TO BE DONE | Return every line below that contains the word "cabinet", copied in full. Letter case matters when matching.

-- start --

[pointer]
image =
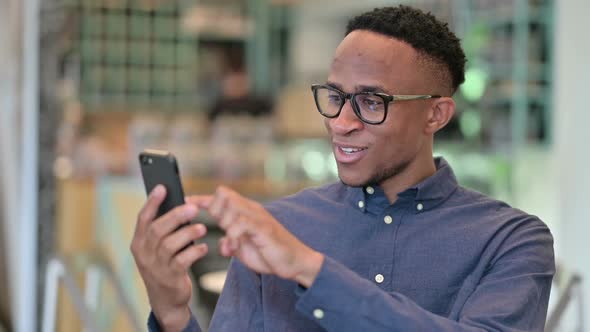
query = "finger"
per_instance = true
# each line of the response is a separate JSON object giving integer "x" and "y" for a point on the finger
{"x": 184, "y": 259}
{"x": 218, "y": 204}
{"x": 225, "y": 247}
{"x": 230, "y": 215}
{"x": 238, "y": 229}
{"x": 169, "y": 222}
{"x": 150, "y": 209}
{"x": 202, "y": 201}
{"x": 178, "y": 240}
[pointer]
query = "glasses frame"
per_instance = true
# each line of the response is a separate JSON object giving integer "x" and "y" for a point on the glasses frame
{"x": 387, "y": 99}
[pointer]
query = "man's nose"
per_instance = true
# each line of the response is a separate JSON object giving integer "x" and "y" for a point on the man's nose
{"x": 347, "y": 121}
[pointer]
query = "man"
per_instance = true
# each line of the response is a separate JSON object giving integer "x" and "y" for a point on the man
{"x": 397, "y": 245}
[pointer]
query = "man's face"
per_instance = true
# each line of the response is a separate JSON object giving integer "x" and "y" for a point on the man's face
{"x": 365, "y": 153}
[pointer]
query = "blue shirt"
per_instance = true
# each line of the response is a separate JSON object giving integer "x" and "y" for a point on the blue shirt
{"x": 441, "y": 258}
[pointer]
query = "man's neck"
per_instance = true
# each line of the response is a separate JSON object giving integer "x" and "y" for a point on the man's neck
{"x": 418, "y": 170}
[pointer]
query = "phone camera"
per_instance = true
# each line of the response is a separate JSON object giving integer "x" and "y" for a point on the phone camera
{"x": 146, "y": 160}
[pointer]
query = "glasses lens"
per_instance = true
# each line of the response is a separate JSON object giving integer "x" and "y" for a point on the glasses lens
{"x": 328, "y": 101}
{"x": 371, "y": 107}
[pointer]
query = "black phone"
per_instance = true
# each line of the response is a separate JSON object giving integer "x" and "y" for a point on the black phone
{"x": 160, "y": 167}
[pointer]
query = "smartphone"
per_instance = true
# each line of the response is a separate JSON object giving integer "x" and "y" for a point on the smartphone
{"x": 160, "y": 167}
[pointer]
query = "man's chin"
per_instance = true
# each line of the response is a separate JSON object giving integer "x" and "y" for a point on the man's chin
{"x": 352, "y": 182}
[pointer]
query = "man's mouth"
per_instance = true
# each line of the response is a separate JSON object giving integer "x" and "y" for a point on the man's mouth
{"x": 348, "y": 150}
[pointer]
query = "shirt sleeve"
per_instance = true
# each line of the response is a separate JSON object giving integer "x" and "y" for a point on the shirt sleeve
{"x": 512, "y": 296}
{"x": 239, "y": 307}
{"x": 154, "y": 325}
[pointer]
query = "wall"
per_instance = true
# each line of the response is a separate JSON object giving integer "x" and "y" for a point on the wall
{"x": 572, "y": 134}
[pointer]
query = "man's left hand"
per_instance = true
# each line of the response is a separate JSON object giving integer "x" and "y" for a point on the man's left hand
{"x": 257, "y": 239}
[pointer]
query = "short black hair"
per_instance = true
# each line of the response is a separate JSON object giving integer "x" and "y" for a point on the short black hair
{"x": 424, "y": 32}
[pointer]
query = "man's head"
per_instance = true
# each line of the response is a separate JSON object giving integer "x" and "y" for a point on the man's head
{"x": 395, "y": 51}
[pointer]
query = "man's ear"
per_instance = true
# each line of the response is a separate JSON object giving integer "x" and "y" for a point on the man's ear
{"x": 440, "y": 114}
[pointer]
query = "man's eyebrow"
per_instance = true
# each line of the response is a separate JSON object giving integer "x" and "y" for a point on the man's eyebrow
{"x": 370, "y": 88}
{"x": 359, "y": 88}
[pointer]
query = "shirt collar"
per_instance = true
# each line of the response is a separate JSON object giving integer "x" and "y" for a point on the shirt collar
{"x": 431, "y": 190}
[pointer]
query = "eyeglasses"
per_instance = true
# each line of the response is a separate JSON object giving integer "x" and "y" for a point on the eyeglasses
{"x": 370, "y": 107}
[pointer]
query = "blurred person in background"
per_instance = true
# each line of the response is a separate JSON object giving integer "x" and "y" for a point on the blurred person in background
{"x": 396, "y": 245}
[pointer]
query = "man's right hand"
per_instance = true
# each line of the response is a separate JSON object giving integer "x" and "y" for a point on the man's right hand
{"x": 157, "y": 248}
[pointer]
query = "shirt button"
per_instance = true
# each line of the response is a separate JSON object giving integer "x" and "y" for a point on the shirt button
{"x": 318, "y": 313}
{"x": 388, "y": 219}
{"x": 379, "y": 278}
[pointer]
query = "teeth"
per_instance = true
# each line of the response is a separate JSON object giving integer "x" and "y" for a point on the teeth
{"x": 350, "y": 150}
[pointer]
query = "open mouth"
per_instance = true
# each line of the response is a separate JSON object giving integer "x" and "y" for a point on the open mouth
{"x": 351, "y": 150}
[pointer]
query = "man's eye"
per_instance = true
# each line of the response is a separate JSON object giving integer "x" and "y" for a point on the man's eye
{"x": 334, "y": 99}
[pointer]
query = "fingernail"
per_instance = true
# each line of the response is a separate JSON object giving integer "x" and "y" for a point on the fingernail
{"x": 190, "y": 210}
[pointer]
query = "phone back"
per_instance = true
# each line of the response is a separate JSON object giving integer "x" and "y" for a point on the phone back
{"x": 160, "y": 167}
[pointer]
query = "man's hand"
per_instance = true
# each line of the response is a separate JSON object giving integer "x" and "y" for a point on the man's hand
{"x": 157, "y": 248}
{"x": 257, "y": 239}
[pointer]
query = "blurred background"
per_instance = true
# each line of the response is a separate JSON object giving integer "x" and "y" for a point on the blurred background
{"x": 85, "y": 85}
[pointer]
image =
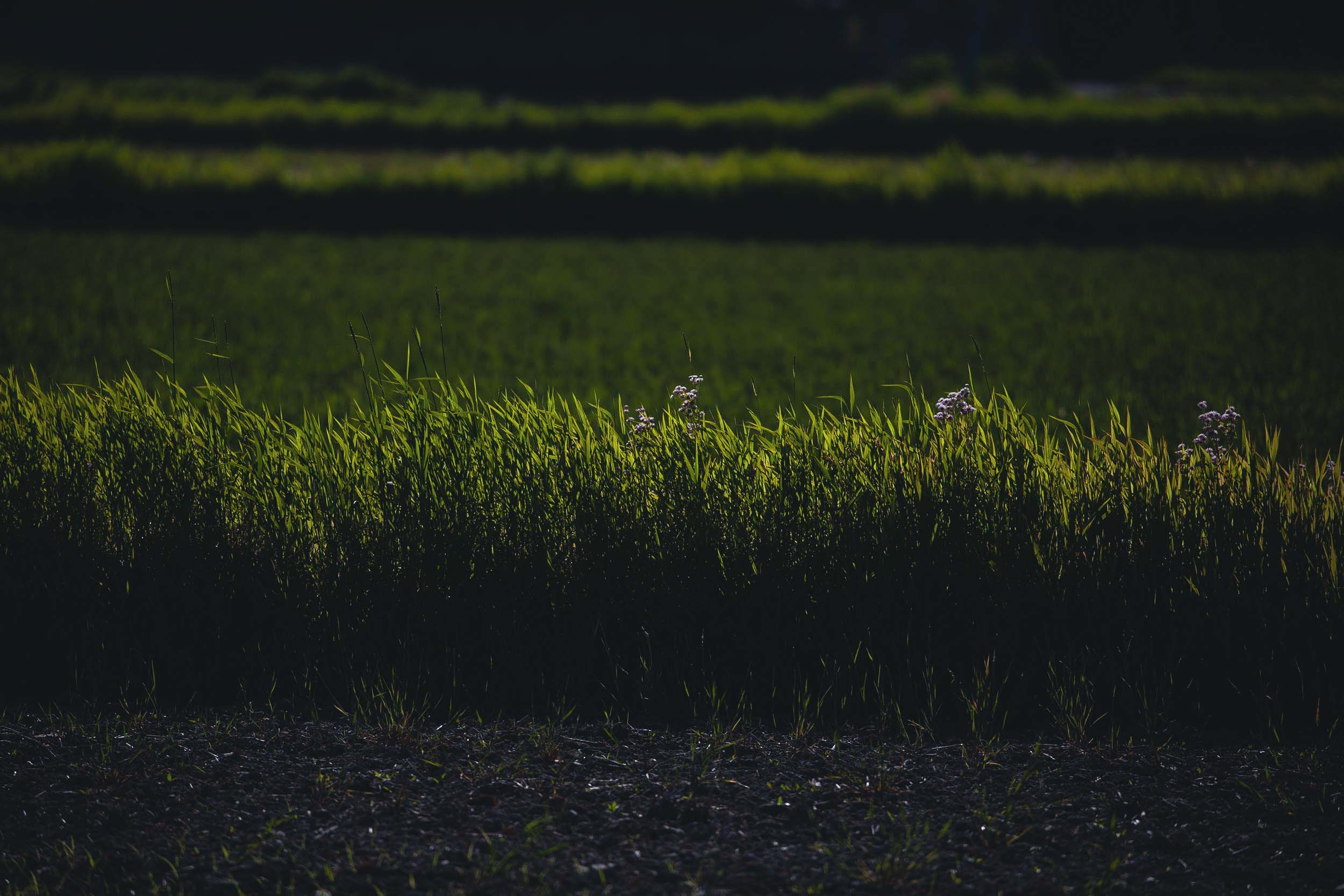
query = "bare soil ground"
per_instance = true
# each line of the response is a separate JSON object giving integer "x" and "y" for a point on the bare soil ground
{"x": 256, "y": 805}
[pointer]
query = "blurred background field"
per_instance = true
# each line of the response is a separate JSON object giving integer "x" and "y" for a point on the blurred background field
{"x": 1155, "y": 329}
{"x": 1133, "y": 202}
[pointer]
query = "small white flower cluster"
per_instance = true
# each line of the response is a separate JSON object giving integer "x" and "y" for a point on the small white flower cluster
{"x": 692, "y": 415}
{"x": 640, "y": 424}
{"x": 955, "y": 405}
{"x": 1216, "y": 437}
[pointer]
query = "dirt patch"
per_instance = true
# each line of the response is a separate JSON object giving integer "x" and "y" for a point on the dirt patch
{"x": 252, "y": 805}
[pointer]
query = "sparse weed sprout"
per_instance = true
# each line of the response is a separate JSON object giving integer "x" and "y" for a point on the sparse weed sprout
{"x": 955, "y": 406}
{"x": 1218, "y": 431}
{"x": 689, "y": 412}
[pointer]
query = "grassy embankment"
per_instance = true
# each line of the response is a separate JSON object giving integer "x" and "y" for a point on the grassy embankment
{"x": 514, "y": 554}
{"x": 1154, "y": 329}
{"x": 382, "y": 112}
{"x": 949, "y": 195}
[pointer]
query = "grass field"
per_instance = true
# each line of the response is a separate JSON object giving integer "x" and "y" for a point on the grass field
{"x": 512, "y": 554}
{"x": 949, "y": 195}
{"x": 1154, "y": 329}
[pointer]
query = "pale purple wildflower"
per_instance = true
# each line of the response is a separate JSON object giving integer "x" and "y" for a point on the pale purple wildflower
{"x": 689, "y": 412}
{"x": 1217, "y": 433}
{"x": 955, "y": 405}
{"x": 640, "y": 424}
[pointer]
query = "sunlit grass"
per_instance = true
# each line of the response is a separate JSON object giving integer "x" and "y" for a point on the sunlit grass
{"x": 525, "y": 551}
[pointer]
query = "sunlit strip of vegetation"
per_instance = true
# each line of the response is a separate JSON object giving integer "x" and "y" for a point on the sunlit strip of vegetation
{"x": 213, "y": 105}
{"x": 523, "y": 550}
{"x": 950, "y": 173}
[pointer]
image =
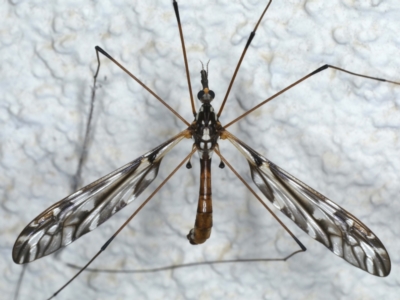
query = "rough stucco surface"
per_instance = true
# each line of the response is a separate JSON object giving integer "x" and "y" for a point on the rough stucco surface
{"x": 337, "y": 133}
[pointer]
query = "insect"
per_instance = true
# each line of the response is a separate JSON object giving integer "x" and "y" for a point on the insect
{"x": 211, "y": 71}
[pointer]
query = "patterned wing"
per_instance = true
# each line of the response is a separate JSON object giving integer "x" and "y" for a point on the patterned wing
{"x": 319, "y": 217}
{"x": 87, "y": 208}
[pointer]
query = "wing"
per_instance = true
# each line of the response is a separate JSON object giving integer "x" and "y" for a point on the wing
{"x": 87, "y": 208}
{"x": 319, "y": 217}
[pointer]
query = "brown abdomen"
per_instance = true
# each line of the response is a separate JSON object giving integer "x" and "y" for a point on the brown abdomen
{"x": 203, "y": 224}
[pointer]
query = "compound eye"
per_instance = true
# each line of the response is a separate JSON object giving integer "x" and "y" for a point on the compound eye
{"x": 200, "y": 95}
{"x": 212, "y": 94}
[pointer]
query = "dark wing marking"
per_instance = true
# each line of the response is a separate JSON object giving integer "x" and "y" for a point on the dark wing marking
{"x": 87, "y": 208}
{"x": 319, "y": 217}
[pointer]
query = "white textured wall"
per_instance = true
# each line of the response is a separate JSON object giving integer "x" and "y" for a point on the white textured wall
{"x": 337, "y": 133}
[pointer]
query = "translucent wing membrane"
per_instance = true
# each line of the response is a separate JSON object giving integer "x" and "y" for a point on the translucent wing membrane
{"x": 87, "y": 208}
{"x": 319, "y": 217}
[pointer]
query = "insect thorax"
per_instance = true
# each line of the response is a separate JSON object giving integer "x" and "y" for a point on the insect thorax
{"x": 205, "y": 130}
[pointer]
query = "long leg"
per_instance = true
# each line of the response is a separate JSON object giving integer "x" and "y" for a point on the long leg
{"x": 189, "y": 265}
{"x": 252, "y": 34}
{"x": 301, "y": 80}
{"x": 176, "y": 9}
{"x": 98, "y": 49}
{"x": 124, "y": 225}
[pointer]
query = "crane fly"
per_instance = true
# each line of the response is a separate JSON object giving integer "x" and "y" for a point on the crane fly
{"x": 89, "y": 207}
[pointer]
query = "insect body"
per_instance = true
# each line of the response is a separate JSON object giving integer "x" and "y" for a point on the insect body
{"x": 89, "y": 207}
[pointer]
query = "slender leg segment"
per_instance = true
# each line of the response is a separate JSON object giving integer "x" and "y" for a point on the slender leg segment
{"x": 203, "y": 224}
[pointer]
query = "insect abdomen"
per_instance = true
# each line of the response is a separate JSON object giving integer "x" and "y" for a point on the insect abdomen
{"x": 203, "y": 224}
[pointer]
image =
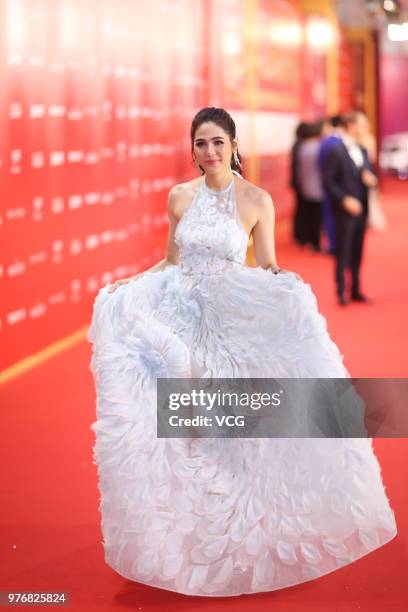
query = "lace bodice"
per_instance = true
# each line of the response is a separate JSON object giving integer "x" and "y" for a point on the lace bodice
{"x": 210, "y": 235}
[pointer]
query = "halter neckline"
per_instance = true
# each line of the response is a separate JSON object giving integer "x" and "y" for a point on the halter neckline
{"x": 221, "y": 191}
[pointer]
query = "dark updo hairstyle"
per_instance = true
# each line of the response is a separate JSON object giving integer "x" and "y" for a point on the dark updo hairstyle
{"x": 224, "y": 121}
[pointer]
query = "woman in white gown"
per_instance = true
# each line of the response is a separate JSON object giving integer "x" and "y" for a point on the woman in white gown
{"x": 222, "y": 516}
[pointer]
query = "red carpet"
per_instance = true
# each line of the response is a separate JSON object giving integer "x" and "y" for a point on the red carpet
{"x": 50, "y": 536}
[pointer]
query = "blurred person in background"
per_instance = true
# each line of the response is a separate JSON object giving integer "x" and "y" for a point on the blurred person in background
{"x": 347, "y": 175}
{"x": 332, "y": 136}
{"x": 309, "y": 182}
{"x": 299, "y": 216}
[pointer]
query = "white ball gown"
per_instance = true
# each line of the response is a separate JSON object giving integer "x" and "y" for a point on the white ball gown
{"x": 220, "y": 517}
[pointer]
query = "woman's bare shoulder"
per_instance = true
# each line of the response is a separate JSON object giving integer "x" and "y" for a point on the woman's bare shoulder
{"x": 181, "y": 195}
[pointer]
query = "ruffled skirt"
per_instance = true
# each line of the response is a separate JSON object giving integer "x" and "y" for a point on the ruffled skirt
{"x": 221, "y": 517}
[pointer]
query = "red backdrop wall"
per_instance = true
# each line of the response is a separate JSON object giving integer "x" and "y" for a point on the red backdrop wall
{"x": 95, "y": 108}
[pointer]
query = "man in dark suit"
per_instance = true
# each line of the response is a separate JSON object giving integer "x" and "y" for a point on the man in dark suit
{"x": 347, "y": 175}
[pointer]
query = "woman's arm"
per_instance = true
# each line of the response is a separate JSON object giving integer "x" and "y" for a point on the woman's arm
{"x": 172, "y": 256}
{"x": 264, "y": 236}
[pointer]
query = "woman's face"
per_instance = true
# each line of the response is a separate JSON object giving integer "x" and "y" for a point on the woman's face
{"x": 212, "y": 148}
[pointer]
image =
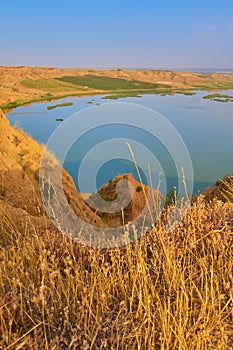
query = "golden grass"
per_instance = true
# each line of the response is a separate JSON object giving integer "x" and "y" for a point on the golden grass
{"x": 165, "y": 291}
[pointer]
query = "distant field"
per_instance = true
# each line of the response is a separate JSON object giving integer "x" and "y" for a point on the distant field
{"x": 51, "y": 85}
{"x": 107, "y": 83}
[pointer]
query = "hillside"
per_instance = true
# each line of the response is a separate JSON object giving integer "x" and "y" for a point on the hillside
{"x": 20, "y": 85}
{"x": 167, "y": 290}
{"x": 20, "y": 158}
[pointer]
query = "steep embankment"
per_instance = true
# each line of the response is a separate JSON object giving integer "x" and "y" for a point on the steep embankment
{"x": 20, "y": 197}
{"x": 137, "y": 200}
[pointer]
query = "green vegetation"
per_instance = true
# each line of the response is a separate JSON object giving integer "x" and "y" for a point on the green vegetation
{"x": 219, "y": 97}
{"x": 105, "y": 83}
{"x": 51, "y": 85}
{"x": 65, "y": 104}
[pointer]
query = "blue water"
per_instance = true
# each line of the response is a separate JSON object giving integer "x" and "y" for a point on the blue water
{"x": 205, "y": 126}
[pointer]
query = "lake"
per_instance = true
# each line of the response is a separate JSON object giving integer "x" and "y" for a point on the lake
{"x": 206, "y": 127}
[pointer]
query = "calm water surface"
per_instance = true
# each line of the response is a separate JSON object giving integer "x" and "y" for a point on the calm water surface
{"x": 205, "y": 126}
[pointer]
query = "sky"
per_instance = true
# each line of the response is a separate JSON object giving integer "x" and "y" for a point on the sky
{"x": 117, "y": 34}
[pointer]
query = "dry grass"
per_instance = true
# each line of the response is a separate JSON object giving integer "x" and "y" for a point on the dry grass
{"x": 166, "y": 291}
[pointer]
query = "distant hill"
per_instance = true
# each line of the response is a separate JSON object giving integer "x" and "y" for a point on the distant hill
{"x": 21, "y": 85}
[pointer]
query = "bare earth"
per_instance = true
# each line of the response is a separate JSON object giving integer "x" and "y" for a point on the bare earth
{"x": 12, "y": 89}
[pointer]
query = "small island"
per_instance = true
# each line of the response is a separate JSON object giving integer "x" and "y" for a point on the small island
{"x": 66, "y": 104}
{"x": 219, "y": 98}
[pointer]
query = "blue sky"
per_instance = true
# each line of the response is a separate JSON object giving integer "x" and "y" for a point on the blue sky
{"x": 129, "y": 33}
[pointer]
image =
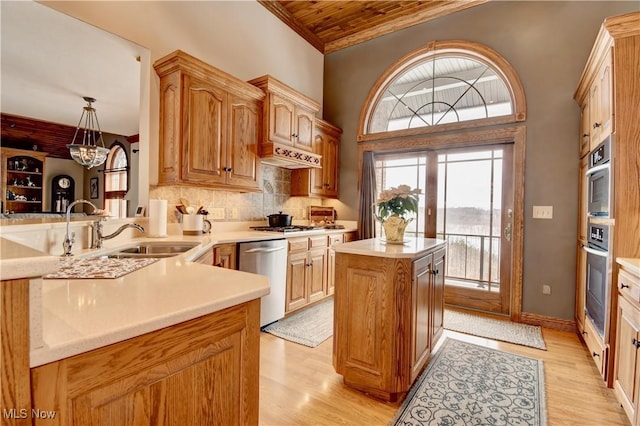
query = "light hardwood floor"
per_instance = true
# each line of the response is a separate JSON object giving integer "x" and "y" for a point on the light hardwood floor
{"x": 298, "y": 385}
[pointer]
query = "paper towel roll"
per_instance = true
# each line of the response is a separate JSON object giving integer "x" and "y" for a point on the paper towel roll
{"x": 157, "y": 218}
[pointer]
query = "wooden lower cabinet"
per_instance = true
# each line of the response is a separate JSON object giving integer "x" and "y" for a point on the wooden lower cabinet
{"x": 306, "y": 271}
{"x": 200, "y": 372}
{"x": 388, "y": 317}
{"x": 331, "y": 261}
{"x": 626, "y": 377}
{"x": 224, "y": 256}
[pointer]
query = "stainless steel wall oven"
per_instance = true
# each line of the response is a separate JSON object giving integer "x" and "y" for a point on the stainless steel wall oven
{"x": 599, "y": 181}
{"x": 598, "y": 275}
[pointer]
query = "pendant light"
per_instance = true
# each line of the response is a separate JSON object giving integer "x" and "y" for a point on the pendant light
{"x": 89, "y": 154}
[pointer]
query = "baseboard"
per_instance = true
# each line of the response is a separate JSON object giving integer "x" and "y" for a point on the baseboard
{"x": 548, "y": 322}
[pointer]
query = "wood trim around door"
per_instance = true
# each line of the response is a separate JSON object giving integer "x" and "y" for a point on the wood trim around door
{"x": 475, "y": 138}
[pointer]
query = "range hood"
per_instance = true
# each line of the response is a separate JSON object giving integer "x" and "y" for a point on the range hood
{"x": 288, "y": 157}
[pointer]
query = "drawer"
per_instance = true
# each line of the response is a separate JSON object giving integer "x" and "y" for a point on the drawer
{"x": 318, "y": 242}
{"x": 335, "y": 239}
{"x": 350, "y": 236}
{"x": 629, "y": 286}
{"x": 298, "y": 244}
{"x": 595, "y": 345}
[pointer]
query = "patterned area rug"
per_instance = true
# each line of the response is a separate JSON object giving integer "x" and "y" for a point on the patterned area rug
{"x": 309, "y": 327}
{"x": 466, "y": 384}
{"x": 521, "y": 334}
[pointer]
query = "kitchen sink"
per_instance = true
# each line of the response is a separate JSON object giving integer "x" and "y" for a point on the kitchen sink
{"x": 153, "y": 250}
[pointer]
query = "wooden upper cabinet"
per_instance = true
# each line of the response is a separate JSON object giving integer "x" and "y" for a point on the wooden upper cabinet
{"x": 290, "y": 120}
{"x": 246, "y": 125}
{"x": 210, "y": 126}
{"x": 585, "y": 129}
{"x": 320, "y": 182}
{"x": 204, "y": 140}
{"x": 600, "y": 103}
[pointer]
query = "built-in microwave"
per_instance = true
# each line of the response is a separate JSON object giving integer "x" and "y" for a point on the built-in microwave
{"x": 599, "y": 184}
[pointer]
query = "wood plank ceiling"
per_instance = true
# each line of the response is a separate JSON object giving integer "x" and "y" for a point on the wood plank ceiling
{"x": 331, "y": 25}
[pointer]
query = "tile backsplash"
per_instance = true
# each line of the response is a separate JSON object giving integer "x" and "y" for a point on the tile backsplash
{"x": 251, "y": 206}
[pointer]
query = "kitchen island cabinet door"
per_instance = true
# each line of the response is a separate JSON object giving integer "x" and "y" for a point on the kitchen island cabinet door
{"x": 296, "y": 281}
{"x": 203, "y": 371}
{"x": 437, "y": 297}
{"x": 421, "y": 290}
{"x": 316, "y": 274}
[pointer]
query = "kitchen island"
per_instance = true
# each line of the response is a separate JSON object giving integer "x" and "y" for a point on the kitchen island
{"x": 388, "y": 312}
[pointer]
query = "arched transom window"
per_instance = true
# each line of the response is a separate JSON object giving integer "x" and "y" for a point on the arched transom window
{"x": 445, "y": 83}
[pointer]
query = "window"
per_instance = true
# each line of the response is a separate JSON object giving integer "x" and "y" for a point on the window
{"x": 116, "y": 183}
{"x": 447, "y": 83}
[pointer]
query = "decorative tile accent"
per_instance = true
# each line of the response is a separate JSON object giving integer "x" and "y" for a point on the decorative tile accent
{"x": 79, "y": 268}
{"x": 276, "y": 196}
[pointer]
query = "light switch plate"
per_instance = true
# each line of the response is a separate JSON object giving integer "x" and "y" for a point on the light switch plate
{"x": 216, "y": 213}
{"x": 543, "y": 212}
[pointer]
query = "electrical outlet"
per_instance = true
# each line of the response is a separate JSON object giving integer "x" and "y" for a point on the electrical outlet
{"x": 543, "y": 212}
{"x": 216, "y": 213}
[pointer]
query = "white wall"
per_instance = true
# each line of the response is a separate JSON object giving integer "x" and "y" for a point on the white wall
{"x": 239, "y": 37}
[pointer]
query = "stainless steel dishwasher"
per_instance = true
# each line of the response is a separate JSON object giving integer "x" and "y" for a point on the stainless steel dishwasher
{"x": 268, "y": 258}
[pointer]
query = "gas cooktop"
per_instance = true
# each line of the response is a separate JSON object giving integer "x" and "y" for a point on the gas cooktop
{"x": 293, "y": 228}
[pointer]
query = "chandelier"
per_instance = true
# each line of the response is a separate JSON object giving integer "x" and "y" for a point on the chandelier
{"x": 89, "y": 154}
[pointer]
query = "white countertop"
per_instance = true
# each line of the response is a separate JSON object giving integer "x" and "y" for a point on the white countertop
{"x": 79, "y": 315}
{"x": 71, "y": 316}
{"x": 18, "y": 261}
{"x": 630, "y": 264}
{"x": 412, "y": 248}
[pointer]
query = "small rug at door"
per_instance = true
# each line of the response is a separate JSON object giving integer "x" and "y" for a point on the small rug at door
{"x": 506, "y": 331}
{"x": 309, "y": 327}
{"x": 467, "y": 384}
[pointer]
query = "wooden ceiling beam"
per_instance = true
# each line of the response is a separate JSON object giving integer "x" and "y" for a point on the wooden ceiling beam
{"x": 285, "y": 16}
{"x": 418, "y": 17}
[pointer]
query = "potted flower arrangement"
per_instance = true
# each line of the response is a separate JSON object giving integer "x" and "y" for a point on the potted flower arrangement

-- end --

TASK RESPONSE |
query = "wooden lower cabinet"
# each line of the response is a separate JSON object giving integer "x" and "y" for a point on the wooden lower cabinet
query = "wooden upper cabinet"
# each line of the response is a separate JSON object giving integer "x" and "y" for a point on the wooden upper cabinet
query = "kitchen island cabinet door"
# each line of the response is a separate JSON object giving integer "x" and "y" for a point on the kitchen island cabinet door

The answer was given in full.